(Entries from a collection)
>> begin

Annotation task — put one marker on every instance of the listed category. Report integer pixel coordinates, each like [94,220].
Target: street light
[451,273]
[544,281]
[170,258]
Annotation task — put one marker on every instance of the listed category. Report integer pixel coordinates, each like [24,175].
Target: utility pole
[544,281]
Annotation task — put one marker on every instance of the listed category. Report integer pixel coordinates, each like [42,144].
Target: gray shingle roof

>> end

> **Set problem**:
Rewrite every line of the records above as a numbered list, leaving out any blank lines.

> **Answer to this exercise**:
1. Annotation task — put one marker on every instance of the listed category. Report integer pixel coordinates, each like [94,220].
2. Target: street light
3. [451,273]
4. [544,281]
5. [170,258]
6. Annotation task — put one marker on every instance of the listed category. Report integer pixel coordinates, each like [24,175].
7. Target: utility pole
8. [544,281]
9. Annotation task — put one marker on every instance of the listed category. Report integer pixel coordinates, each like [42,144].
10. Target: gray shingle roof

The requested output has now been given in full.